### PROVIDED PASSAGE
____________
M. NII

Clockwise from top: cover and interior pages from the 1959 Makaha International Surfing Championships program; an early ’50s shot of Waimea Bay; a 1950s balsa gun, shaped by Joe Quigg; an unknown surfer at Makaha.

The mom-and-pop tailor shop that invented modern surfwear

In the early 1950s there were a few thousand surfers on the entire planet, tops, mostly in Hawaii and California, with the remainder sprinkled in small clusters here and there. If you were one of them, you probably picked up the habit during an R&R in Waikiki while stationed in the Pacific. Or maybe, earlier yet, Duke Kahanamoku visited your beach and left a wooden plank behind that was passed around and copied. You certainly weren’t reading about it in the papers.
____________
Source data
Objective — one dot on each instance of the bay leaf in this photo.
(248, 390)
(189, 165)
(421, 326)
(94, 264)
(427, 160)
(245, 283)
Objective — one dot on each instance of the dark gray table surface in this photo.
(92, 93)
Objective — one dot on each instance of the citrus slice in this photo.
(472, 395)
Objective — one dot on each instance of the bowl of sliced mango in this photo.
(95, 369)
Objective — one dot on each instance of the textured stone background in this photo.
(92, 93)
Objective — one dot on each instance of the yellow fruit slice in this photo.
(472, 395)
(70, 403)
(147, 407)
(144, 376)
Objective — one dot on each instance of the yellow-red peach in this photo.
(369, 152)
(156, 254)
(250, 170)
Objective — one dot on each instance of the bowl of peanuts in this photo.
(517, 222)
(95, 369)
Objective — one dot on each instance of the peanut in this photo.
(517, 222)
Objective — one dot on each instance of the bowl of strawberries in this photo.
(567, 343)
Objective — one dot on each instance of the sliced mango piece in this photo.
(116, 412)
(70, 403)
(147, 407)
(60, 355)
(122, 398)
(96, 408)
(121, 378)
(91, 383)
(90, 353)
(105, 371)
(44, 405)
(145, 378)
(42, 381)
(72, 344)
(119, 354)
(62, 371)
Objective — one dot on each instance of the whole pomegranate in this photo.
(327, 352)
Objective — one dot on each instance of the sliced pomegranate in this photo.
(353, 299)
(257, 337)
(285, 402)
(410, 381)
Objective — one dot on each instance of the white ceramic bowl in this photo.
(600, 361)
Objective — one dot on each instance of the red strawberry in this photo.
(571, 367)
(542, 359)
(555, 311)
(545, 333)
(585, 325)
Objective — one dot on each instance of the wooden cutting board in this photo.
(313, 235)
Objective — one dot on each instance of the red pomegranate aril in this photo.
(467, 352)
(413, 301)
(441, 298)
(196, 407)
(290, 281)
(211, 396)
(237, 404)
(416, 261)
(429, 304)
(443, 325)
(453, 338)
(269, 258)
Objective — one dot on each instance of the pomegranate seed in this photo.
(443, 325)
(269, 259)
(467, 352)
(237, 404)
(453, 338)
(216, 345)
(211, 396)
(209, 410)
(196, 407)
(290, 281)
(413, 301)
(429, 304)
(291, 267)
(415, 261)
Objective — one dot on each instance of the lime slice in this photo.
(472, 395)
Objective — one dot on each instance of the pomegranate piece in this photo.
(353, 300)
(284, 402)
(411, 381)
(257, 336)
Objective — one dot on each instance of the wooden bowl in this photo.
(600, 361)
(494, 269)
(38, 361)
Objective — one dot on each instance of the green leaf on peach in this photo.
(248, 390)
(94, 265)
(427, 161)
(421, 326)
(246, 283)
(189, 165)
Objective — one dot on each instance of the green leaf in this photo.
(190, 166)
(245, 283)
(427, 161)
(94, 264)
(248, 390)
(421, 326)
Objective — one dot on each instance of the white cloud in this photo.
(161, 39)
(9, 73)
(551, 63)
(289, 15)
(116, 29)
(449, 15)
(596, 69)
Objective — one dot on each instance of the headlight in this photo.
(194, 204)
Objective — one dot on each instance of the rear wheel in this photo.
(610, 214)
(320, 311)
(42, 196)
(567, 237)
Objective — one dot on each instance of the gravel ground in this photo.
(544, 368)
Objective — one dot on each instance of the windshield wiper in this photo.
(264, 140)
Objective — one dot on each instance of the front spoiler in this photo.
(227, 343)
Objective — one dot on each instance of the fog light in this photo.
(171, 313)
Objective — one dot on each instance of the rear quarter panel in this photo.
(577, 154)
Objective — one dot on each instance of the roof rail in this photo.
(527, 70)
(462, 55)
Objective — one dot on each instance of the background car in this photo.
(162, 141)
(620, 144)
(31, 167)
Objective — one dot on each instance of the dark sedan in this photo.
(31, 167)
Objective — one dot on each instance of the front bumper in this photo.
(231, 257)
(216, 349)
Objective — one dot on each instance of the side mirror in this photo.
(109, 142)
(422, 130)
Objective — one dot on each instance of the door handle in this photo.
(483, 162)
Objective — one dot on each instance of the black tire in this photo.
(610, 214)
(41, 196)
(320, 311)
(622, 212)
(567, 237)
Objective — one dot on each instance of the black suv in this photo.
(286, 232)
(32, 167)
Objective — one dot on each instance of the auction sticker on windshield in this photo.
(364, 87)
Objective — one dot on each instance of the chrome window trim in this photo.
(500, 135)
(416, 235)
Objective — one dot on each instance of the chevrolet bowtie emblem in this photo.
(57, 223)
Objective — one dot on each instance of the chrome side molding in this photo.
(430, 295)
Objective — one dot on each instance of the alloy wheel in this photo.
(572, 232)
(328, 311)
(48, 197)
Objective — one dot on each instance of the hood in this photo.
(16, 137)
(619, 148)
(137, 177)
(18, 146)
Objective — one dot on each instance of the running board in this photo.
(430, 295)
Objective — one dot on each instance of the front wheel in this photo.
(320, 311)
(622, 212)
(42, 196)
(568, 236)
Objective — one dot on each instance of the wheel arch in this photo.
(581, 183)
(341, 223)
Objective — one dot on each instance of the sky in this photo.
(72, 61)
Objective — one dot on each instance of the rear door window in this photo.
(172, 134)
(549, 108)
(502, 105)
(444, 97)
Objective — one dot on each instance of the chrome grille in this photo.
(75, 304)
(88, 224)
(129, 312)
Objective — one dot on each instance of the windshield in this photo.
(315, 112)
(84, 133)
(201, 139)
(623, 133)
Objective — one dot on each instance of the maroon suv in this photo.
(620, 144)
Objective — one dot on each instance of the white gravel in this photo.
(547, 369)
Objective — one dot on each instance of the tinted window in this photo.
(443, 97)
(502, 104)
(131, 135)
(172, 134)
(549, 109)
____________
### SET PROBLEM 1
According to the surfwear article, where were most of the world's surfers located in the early 1950s?
### SET PROBLEM 2
Reproduce the surfwear article word for word, from "Clockwise from top: cover" to "in the papers.".

### RESPONSE 1
Mostly in Hawaii and California.

### RESPONSE 2
Clockwise from top: cover and interior pages from the 1959 Makaha International Surfing Championships program; an early ’50s shot of Waimea Bay; a 1950s balsa gun, shaped by Joe Quigg; an unknown surfer at Makaha.

The mom-and-pop tailor shop that invented modern surfwear

In the early 1950s there were a few thousand surfers on the entire planet, tops, mostly in Hawaii and California, with the remainder sprinkled in small clusters here and there. If you were one of them, you probably picked up the habit during an R&R in Waikiki while stationed in the Pacific. Or maybe, earlier yet, Duke Kahanamoku visited your beach and left a wooden plank behind that was passed around and copied. You certainly weren’t reading about it in the papers.